- The data:
===============

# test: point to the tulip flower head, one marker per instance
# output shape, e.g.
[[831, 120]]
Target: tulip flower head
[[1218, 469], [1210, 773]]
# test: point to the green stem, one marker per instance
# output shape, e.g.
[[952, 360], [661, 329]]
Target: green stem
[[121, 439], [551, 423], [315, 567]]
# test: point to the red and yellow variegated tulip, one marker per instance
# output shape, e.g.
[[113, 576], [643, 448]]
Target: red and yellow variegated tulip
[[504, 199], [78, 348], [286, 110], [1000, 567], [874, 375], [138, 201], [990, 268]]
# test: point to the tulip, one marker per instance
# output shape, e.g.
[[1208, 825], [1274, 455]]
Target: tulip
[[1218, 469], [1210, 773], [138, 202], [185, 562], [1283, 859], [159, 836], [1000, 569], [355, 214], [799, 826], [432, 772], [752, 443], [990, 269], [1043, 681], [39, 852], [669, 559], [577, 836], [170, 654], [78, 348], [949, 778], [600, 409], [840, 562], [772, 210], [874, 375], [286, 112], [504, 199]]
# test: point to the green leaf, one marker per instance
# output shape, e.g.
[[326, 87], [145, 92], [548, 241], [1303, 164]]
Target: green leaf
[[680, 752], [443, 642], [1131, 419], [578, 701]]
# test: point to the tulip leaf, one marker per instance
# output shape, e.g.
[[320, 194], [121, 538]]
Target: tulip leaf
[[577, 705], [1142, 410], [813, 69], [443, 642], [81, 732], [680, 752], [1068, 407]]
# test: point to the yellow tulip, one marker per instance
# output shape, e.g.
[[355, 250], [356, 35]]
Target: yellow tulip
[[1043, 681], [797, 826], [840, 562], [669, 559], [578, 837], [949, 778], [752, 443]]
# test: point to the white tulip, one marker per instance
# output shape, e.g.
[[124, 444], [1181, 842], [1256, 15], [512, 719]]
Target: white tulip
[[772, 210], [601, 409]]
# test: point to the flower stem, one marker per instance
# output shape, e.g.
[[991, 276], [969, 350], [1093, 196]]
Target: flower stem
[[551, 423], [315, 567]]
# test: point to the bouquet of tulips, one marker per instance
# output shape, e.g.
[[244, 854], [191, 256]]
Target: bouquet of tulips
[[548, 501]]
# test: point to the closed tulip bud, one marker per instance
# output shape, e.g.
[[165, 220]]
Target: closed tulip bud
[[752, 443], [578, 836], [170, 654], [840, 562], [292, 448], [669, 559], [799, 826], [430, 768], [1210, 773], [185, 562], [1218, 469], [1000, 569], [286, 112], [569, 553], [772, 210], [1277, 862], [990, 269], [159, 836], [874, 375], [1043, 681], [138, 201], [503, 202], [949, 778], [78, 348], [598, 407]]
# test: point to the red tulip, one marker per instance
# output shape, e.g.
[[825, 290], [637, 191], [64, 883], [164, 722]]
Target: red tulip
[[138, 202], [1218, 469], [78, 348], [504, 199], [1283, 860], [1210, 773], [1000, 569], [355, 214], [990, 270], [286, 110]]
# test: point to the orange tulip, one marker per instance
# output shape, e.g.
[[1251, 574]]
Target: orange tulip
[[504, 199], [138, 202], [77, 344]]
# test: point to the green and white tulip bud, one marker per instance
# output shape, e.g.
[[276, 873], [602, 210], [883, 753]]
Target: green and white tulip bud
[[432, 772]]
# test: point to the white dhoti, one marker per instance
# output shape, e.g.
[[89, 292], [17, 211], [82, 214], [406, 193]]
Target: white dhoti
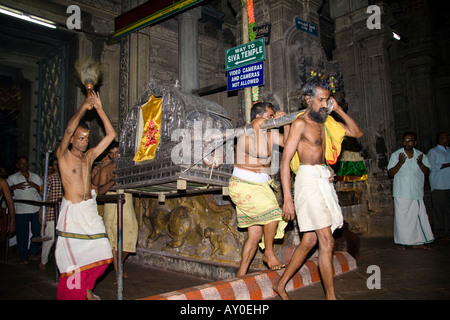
[[82, 242], [316, 201], [411, 225]]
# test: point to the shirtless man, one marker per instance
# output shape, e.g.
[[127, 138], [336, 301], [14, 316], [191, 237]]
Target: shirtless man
[[315, 208], [82, 242], [250, 188]]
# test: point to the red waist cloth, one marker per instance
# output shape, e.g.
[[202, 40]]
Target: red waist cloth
[[75, 286]]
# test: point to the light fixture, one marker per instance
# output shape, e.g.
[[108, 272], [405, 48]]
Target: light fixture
[[30, 18]]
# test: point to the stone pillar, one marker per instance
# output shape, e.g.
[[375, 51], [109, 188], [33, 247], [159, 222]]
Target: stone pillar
[[188, 58]]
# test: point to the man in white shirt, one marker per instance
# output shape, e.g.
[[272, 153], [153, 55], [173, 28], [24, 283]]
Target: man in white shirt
[[409, 167], [25, 185], [439, 158]]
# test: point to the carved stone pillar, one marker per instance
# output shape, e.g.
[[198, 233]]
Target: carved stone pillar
[[188, 58]]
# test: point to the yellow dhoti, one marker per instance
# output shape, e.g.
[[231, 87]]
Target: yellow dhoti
[[256, 204]]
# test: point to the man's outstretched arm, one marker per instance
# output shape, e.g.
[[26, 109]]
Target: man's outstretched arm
[[109, 129]]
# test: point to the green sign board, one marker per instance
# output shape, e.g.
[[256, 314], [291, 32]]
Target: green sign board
[[244, 54]]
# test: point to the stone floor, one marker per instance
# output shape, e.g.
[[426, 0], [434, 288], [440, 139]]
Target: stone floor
[[410, 274]]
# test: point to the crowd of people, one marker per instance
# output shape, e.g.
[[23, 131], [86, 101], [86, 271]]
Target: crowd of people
[[86, 231]]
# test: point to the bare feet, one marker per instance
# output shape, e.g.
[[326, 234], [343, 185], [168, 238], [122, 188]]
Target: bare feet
[[272, 262], [281, 291]]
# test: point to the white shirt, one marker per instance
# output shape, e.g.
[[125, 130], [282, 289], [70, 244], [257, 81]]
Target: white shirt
[[409, 180], [25, 194]]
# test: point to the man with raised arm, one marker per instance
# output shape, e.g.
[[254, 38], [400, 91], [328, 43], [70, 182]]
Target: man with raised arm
[[316, 204], [83, 251]]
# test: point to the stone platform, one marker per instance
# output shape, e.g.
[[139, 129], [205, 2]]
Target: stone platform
[[258, 285]]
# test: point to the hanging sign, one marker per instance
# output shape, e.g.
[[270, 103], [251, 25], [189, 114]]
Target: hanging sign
[[305, 26], [245, 54]]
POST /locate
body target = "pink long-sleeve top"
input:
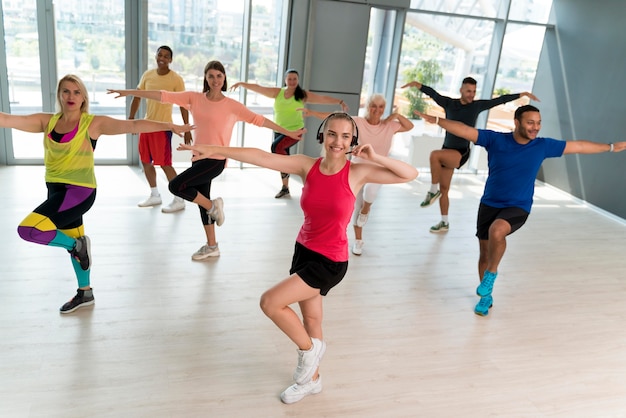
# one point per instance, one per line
(214, 120)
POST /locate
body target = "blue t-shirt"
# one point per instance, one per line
(513, 167)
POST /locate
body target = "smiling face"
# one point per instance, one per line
(163, 59)
(292, 80)
(215, 79)
(71, 96)
(338, 132)
(468, 92)
(528, 125)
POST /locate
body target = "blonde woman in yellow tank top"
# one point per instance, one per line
(69, 141)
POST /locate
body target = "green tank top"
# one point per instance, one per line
(70, 162)
(285, 113)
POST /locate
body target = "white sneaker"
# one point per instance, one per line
(357, 248)
(177, 204)
(296, 392)
(217, 211)
(361, 219)
(151, 201)
(308, 361)
(206, 252)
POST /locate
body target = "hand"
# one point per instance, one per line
(120, 93)
(235, 86)
(415, 84)
(297, 134)
(305, 112)
(427, 118)
(181, 129)
(530, 96)
(365, 151)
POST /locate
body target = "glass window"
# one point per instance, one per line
(516, 73)
(438, 51)
(485, 8)
(265, 35)
(22, 49)
(90, 44)
(202, 31)
(537, 11)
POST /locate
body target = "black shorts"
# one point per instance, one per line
(464, 154)
(516, 217)
(317, 271)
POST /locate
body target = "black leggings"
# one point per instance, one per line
(197, 179)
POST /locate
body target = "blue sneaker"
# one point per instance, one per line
(483, 305)
(486, 284)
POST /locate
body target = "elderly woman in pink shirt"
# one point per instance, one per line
(214, 116)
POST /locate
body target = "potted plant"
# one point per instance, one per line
(426, 72)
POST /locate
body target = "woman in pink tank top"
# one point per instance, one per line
(320, 258)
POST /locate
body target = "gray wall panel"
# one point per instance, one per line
(580, 82)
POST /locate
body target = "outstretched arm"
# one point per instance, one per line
(184, 113)
(134, 107)
(406, 124)
(315, 113)
(456, 128)
(293, 164)
(589, 147)
(36, 122)
(105, 125)
(321, 99)
(270, 92)
(385, 170)
(291, 134)
(145, 94)
(415, 84)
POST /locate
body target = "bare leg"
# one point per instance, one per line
(150, 174)
(275, 304)
(169, 171)
(285, 179)
(444, 187)
(492, 250)
(358, 230)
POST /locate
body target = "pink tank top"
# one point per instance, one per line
(327, 203)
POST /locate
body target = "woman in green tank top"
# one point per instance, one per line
(287, 100)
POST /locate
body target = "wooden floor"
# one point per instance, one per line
(169, 337)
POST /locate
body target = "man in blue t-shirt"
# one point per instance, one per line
(455, 151)
(514, 160)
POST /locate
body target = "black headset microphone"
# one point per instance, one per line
(355, 137)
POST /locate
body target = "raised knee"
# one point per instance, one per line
(265, 304)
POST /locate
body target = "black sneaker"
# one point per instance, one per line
(82, 252)
(82, 298)
(283, 192)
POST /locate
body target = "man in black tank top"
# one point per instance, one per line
(455, 151)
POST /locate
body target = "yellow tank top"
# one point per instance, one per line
(70, 162)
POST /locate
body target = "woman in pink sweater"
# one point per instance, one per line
(214, 117)
(320, 258)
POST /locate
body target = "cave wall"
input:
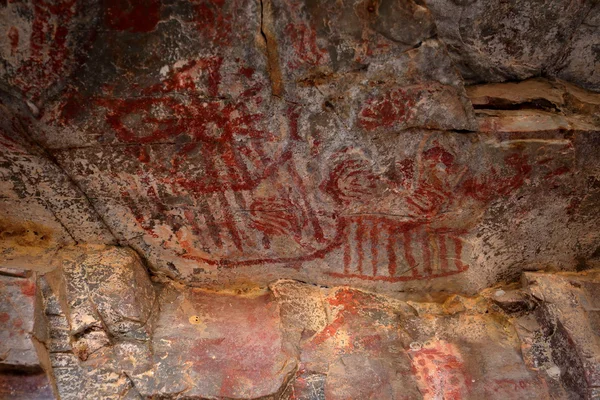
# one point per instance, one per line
(234, 143)
(299, 199)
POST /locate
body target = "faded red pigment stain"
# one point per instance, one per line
(49, 54)
(349, 303)
(214, 21)
(304, 42)
(392, 108)
(132, 15)
(277, 216)
(516, 388)
(27, 288)
(407, 247)
(13, 37)
(440, 372)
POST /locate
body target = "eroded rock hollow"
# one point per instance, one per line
(299, 199)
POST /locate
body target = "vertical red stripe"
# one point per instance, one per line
(347, 258)
(229, 222)
(408, 254)
(426, 255)
(374, 245)
(443, 253)
(391, 252)
(309, 210)
(458, 260)
(360, 233)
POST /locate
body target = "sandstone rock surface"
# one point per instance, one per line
(299, 199)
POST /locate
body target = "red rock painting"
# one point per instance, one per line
(440, 371)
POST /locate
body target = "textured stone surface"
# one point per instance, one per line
(178, 176)
(496, 41)
(17, 303)
(331, 144)
(299, 341)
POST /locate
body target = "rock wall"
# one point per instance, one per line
(303, 199)
(235, 143)
(104, 330)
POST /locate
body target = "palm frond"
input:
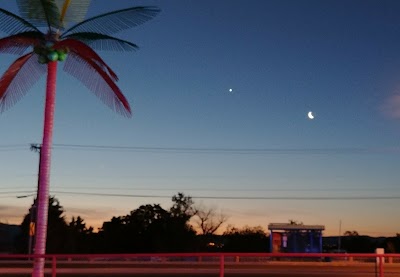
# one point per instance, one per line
(82, 49)
(73, 10)
(103, 42)
(98, 81)
(19, 43)
(12, 24)
(18, 79)
(116, 21)
(42, 13)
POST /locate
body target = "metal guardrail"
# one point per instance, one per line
(379, 260)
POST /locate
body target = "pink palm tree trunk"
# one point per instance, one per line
(44, 179)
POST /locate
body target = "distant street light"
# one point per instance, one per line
(33, 211)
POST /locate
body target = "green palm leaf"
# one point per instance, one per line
(75, 10)
(103, 42)
(116, 21)
(42, 13)
(19, 43)
(13, 24)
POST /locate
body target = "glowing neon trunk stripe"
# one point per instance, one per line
(45, 159)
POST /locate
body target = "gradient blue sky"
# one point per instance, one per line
(339, 59)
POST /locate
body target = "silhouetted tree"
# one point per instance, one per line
(207, 220)
(80, 238)
(57, 231)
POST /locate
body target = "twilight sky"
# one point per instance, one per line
(189, 133)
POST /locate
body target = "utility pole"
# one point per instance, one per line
(340, 236)
(33, 211)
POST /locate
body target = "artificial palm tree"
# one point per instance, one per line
(75, 46)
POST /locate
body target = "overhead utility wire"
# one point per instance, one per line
(339, 150)
(392, 197)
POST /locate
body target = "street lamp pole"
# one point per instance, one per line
(33, 213)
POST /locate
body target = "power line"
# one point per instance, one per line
(214, 150)
(392, 197)
(339, 150)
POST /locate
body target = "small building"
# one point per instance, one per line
(295, 238)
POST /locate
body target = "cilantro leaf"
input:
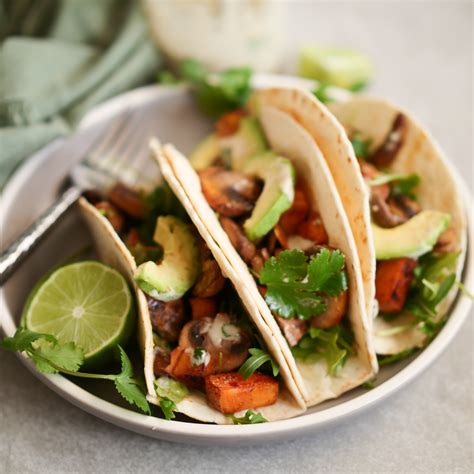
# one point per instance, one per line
(294, 285)
(321, 93)
(22, 340)
(128, 387)
(334, 345)
(361, 146)
(50, 356)
(251, 417)
(390, 359)
(168, 408)
(326, 273)
(257, 359)
(62, 356)
(434, 278)
(218, 93)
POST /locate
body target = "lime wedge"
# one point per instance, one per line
(87, 303)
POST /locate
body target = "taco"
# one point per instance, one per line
(201, 346)
(417, 220)
(265, 194)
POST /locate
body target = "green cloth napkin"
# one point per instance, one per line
(58, 59)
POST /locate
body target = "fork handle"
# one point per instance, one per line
(26, 242)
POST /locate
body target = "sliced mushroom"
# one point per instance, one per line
(335, 311)
(293, 329)
(167, 318)
(226, 343)
(230, 193)
(387, 151)
(245, 248)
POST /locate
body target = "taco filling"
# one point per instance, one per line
(203, 339)
(416, 248)
(264, 208)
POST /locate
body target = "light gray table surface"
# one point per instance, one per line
(423, 54)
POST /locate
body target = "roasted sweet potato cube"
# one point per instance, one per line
(203, 307)
(182, 369)
(392, 282)
(230, 392)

===============

- Task to complete: From the data above, how many lines contain the word "woman"? Give the number alone.

- Task solution: 5